EXERCISES –
1. Return the passage in the article on being a generalist from "Trying to create" up to and including "to be awesome.".
2. In the article on being a generalist, what is the title of the Warren Berger book that the author recommends?

Being the Generalist is like hedging your bets. John Maeda of RISD and Tim Brown of IDEO have some great thoughts on the matter. I HIGHLY recommend the book Glimmer by Warren Berger. He highlights the ideas of “T-Shaped” people that start with a particular interest/specialty and wind up broadening out as their careers bloom. Picking a topic, exploring it deeply (the lower leg of the T) and then moving on to the next “T”. This creates an amazingly stable platform of sorts to ensure plenty of work in different areas all the while creating a sense of rhythm throughout the life cycle of the career.

It is much more difficult to tell people “what you do” when the question comes up in social or professional settings. In the workplace this can be a benefit because all of a sudden, no one knows what you do, but they understand that you shouldn’t be eliminated from the equation because you provide some sort of intangible value to the equation.

The Cons:

It is much more difficult to tell people “what you do” when the question comes up in social or professional settings. This can also be a drawback when attempting to market yourself as a professional. Professional what? People tend to like to know what they are getting when they open their wallet. This is where leaning back on your original specialty can come in useful. People can cling onto titles.

Clinging onto titles, especially ones that paint you into this corner or that are extremely hard to shake. I had a client that was approaching me for spatial design work and we got talking about his company. I started asking all of these infrastructure designs and within a matter of minutes was able to deduce that the company was feeling some bizarre growing pains and needed help with identity. My client was surprised to hear that was a service offering I provided only based on the fact that all he knew that what I did was what was attached to my title in his head.

Trying to create multi-syllabic made up job titles is a very dangerous route to try and solve this problem. A great article about ridiculous job titles can be found here. This one revolves around UX designers, but the idea crosses all industry.

When you pick your career, being a specialist is almost unavoidable. It is only once you decide to stick with it that the fork in the road comes down to decide whether to stick with it, or become more versed in other areas.

Summary

It really is a personal preference of what you should decide. Personally, I would consider myself much more of a generalist. I get really bored really quick, so it is in my nature to learn as much as possible as fast as possible. Speaking of, be sure to pre order Tim Ferris’ new book The 4-Hour Chef. It’s going to be awesome.

Look, it is a simple as learn lots and you’ll have lots to offer. Eventually you’ll come across an industry or topic that you fall in love with and you’ll want (and need) to explore every niche within that niche that it has to offer.

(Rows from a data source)
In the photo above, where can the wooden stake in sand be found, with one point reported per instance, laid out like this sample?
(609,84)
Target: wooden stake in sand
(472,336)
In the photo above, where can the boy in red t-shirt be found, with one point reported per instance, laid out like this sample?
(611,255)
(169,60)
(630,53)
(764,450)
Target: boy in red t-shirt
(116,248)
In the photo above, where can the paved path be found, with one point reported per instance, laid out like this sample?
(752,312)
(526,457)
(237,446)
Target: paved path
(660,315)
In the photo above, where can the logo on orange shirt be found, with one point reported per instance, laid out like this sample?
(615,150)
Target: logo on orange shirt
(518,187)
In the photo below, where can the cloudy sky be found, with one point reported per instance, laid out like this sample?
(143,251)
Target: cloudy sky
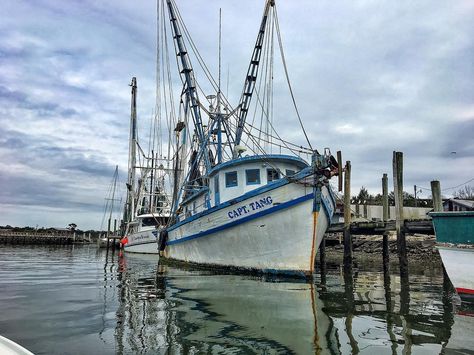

TASK SOLUTIONS –
1.
Trying to create multi-syllabic made up job titles is a very dangerous route to try and solve this problem. A great article about ridiculous job titles can be found here. This one revolves around UX designers, but the idea crosses all industry.

When you pick your career, being a specialist is almost unavoidable. It is only once you decide to stick with it that the fork in the road comes down to decide whether to stick with it, or become more versed in other areas.

Summary

It really is a personal preference of what you should decide. Personally, I would consider myself much more of a generalist. I get really bored really quick, so it is in my nature to learn as much as possible as fast as possible. Speaking of, be sure to pre order Tim Ferris’ new book The 4-Hour Chef. It’s going to be awesome.

2. Glimmer